### Exercises
• 1. Transcribe the blog post between "Sometimes my husband" and "food it is!", inclusive.
• 2. Rewrite the listing from its first line through the line holding "[(40, 627)]", inclusive, replacing "photo below" with "image below" and leaving everything else unchanged. Give only those lines, and omit the pictures.

Friday, February 28, 2014

Young, Wild, and Free

Sometimes my husband and I agree to take the night off. Tonight is one of those nights. We ordered pizza, pulled out the carton of ice cream, and watched Avatar and League of Legends. We're probably going to stay up too late and not clean up after ourselves. Irresponsible? Yes. Fun? Very. While we do have obligations and responsibilities, our lives will only get more pressured from here. While we're procrastinating homework and unloading the dishwasher, it's a lot easier to take a night off from life now than it will be in five or ten years from now. So junk food it is!

This week, I had six classes canceled. For anyone who doesn't know how college works, having that many classes canceled in one week is unheard of. Professors being sick, out of town, or just wanting to not teach gave me a lot more time than I normally have this week. I took the chance to sleep in when I could because I've been having trouble falling asleep lately. I got a lot of my homework done, cooked some yummy meals, designed my future house, and listened to an audio book (Son by Lois Lowry--very good). But I still had too much time on my hands. It's weird to be bored. I can only refresh pinterest and facebook so many times and keep my sanity.

### Records shown

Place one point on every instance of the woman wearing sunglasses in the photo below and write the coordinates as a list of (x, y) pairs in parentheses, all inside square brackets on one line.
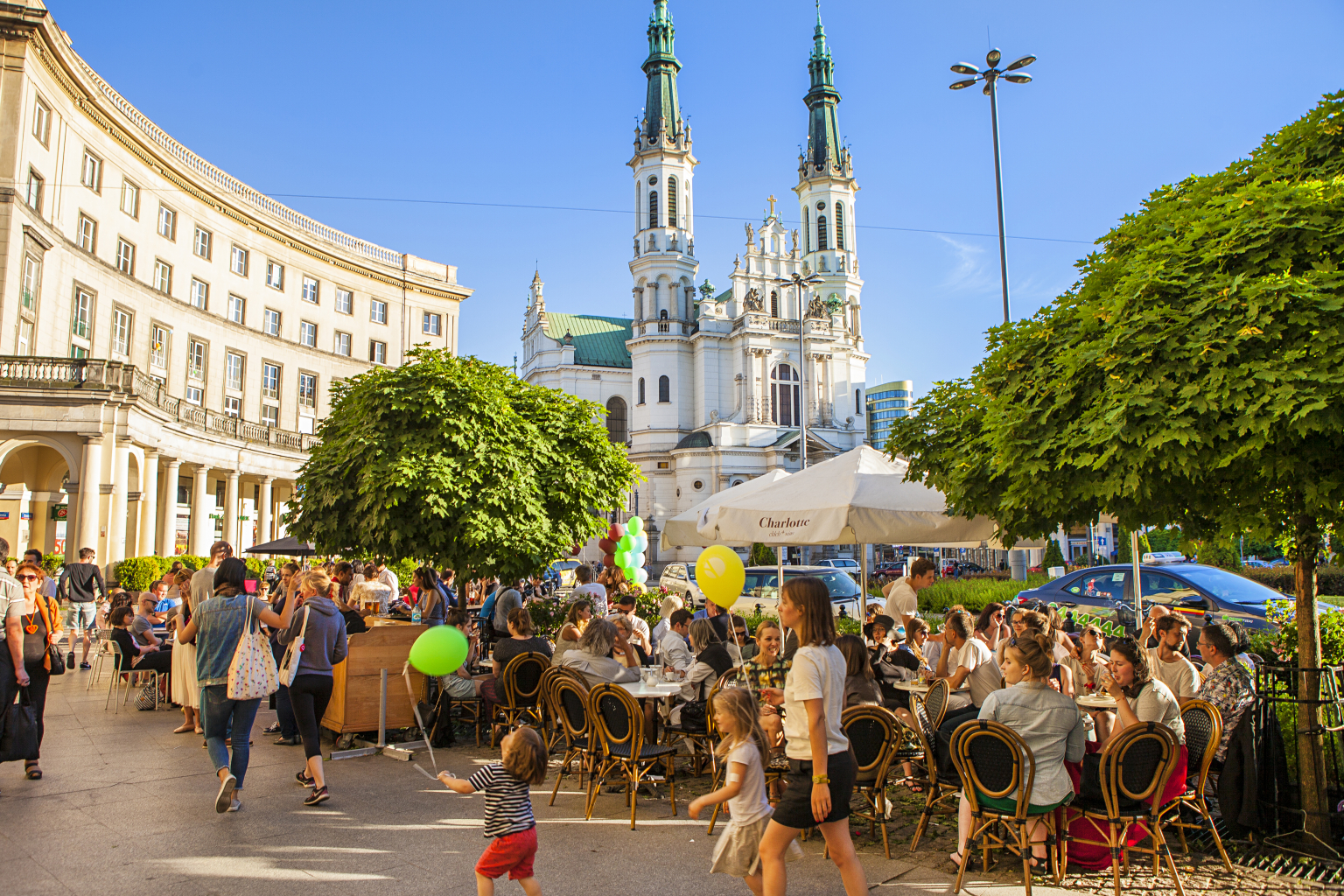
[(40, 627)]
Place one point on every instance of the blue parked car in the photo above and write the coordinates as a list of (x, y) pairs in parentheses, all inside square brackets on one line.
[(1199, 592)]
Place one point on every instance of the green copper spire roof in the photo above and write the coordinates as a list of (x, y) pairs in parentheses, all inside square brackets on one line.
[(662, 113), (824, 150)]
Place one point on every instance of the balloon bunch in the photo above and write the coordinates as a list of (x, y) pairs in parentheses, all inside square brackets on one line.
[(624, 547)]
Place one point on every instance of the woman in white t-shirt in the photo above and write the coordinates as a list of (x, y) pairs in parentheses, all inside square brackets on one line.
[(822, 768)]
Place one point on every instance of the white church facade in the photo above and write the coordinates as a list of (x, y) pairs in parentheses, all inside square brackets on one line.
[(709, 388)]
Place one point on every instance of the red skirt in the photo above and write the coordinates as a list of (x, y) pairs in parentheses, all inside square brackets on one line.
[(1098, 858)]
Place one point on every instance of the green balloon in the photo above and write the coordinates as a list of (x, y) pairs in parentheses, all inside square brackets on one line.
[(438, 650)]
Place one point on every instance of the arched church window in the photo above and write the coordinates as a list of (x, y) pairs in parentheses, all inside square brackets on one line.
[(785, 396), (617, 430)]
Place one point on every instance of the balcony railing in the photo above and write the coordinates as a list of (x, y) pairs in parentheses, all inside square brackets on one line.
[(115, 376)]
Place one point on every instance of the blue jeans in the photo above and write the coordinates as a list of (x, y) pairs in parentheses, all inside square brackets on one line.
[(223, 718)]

### Exercise responses
• 1.
Sometimes my husband and I agree to take the night off. Tonight is one of those nights. We ordered pizza, pulled out the carton of ice cream, and watched Avatar and League of Legends. We're probably going to stay up too late and not clean up after ourselves. Irresponsible? Yes. Fun? Very. While we do have obligations and responsibilities, our lives will only get more pressured from here. While we're procrastinating homework and unloading the dishwasher, it's a lot easier to take a night off from life now than it will be in five or ten years from now. So junk food it is!

• 2.
Place one point on every instance of the woman wearing sunglasses in the image below and write the coordinates as a list of (x, y) pairs in parentheses, all inside square brackets on one line.
[(40, 627)]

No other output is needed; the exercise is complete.